Records from a collection

******

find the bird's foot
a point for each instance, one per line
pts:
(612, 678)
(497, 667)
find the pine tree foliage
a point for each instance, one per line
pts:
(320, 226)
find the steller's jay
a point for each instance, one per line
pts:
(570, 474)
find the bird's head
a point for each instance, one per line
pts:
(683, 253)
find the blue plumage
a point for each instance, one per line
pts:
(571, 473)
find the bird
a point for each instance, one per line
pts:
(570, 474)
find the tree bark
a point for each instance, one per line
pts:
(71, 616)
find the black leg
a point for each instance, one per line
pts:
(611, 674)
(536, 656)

******

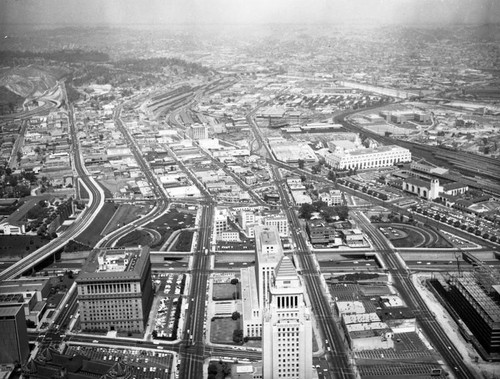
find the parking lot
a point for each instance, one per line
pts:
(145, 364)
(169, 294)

******

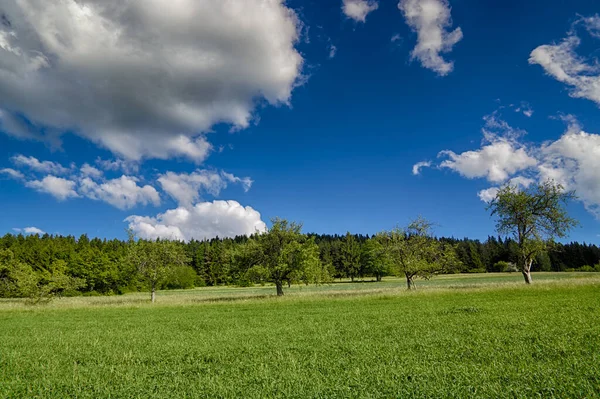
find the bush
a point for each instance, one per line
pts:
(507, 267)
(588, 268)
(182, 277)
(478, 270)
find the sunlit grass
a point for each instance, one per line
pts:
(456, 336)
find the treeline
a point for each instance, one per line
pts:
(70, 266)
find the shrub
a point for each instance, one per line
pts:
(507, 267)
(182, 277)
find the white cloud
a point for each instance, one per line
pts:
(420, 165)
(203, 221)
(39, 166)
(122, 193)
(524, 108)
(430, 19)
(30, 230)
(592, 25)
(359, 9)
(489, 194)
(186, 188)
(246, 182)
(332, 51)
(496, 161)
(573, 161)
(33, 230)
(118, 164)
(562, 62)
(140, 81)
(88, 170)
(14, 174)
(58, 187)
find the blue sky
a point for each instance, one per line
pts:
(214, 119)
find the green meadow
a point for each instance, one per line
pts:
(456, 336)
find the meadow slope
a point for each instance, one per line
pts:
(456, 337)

******

Job
Return each line of the listing above that contains the word "meadow", one line per row.

Answer in full
find the green meadow
find the meadow slope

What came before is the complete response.